▶ [Exercise goal]:
Restate each entry below word for word, without skipping any.
BEGIN Dataset content
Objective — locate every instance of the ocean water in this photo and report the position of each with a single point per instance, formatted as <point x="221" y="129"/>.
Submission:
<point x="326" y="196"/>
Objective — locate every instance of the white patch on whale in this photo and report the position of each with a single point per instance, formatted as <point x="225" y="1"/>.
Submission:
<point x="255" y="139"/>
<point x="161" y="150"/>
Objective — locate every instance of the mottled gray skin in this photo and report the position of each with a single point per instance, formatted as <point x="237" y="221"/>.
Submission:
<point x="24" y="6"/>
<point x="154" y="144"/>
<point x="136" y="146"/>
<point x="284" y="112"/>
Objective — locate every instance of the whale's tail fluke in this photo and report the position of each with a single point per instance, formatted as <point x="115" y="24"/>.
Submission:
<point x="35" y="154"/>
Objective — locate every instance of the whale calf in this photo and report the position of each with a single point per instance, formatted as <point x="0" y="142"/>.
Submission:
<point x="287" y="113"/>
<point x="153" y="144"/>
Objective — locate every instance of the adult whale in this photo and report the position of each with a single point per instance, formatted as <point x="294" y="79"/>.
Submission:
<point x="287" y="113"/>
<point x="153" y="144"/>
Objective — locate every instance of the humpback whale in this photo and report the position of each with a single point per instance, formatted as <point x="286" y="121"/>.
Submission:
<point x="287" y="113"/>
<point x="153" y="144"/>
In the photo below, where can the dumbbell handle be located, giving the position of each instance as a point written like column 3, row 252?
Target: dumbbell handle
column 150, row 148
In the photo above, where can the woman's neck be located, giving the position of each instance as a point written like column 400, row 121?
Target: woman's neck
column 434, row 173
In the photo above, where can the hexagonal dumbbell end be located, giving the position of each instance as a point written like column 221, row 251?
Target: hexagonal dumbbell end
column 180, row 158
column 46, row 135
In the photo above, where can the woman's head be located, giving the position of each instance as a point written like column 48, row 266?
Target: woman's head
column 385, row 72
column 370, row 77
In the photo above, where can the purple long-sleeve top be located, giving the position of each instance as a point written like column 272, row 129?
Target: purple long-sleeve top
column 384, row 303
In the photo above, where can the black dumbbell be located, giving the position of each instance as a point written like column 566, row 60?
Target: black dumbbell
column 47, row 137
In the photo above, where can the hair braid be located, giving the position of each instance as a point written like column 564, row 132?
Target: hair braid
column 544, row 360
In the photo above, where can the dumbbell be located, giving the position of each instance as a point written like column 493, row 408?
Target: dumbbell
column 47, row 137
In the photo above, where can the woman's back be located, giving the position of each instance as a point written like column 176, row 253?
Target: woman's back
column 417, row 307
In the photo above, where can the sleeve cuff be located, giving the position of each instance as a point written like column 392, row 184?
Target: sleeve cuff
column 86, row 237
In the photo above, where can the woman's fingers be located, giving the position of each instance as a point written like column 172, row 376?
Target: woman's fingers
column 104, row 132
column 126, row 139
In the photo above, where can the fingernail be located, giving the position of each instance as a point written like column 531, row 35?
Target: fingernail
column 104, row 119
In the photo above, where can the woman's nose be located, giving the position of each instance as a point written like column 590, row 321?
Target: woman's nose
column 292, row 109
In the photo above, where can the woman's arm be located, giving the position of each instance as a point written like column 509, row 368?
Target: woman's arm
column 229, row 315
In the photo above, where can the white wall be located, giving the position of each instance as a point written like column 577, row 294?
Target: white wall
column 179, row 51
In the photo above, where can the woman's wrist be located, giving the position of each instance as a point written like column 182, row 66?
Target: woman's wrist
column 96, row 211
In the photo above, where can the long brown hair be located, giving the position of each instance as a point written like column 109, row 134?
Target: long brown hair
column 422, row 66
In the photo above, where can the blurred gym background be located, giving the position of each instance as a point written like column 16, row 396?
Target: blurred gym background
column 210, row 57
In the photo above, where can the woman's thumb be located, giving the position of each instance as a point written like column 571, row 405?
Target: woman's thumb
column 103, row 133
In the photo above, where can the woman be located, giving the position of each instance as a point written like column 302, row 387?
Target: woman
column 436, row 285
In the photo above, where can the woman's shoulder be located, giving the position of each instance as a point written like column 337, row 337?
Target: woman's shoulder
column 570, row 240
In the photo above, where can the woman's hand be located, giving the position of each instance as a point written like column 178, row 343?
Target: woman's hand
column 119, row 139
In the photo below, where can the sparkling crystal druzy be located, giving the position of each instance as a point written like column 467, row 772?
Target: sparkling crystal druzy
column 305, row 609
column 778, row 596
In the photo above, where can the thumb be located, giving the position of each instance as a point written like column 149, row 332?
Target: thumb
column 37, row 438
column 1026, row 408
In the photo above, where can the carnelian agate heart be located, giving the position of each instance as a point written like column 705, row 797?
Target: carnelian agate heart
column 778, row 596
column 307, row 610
END Dataset content
▶ [Response to the exercise]:
Objective — locate every instance of the ocean water in this photo and report the position of each with a single point per instance, formatted as <point x="221" y="129"/>.
Submission:
<point x="326" y="196"/>
Objective — locate every instance of the white patch on whale in this photo and report the position of each with a single point per instance, formatted as <point x="225" y="1"/>.
Submission:
<point x="255" y="139"/>
<point x="161" y="150"/>
Objective — locate every instance of the mottled gray skin in this photo and report the position of each with a single point per instance, formatted as <point x="237" y="221"/>.
Submission:
<point x="24" y="6"/>
<point x="154" y="144"/>
<point x="136" y="146"/>
<point x="284" y="112"/>
Objective — locate every instance of the whale's tail fluke in this photo and report the position of each with a single point per instance, formatted as <point x="115" y="24"/>.
Submission:
<point x="35" y="154"/>
Objective — locate every instance of the whale calf in this photo and report the position of each with a single point per instance, formatted as <point x="0" y="142"/>.
Submission:
<point x="287" y="113"/>
<point x="153" y="144"/>
Objective — locate every instance of the adult whale in this photo and report the position of each with a single point per instance, formatted as <point x="294" y="79"/>.
Submission:
<point x="287" y="113"/>
<point x="153" y="144"/>
Objective — locate every instance of the humpback whale in this photo and report the position of each with a single point per instance, formatted as <point x="286" y="121"/>.
Submission:
<point x="287" y="113"/>
<point x="153" y="144"/>
In the photo below, where can the dumbbell handle be located, giving the position of each instance as a point written like column 3, row 252?
Target: dumbbell handle
column 150, row 148
In the photo above, where can the woman's neck be located, giving the position of each instance as a point written like column 400, row 121?
Target: woman's neck
column 434, row 173
In the photo above, where can the hexagonal dumbbell end be located, giving the position of each instance as a point written like column 221, row 251?
Target: hexagonal dumbbell end
column 180, row 158
column 46, row 135
In the photo above, where can the woman's head be located, giving the position of each instance as a point written like column 48, row 266?
Target: woman's head
column 385, row 72
column 370, row 77
In the photo above, where can the purple long-sleeve top be located, giving the position of each instance as a point written like column 272, row 129?
Target: purple long-sleeve top
column 384, row 303
In the photo above, where can the black dumbbell be located, giving the position of each instance as a point written like column 566, row 60?
Target: black dumbbell
column 47, row 137
In the photo above, where can the hair braid be located, giving the position of each instance as a point written like column 564, row 132?
Target: hair braid
column 544, row 360
In the photo above, where can the dumbbell be located, giving the position of each instance as a point written like column 493, row 408?
Target: dumbbell
column 47, row 137
In the photo above, where can the woman's back be located, giving the position of each instance as a point written like column 176, row 253?
Target: woman's back
column 417, row 307
In the photo above, where can the sleeve cuff be located, giving the position of each instance as a point written like column 392, row 184?
Target: sleeve cuff
column 86, row 237
In the photo above, where can the woman's fingers be located, giving the position of each instance as a point written like column 172, row 376?
Target: woman's fingers
column 104, row 132
column 126, row 139
In the photo above, where can the fingernail be located, giving the position of each instance as a point written like column 531, row 35?
Target: fingernail
column 104, row 119
In the photo above, where can the woman's nose be located, giving the position of each instance as a point written like column 590, row 321?
Target: woman's nose
column 292, row 109
In the photo above, where can the woman's arm be located, giving the position of each instance as a point written like column 509, row 368?
Target: woman's arm
column 229, row 315
In the photo above, where can the white wall be located, giving the position of each instance as a point written like column 577, row 294?
Target: white wall
column 179, row 51
In the photo above, where can the woman's wrist be located, giving the position of each instance as a point written like column 182, row 66?
Target: woman's wrist
column 96, row 211
In the photo above, where can the long brown hair be located, giving the position of each instance as a point written like column 109, row 134?
Target: long brown hair
column 422, row 66
In the photo above, where can the blurred gym background be located, giving the position of each instance as a point written like column 16, row 396?
Target: blurred gym background
column 210, row 57
In the photo above, where can the woman's thumb be located, giving the position of each instance as a point written like column 571, row 405?
Target: woman's thumb
column 103, row 133
In the photo above, where can the woman be located, giving the position of each instance as a point written like column 302, row 387?
Target: woman
column 436, row 285
In the photo above, where can the woman's shoulder be located, giving the position of each instance as a point written like column 337, row 337?
Target: woman's shoulder
column 570, row 240
In the photo above, where can the woman's hand be located, giving the position of each instance as a point written like column 178, row 343?
Target: woman's hand
column 119, row 139
In the photo below, where can the sparkling crystal druzy be located, giving the position of each instance as a point written like column 467, row 772?
Target: sparkling crystal druzy
column 305, row 609
column 778, row 596
In the photo above, where can the thumb be located, giving the position of each instance as a point written like column 149, row 332?
Target: thumb
column 37, row 438
column 1026, row 408
In the photo above, where can the carnelian agate heart be located, giving the position of each instance as a point written like column 705, row 797?
Target: carnelian agate heart
column 778, row 596
column 307, row 610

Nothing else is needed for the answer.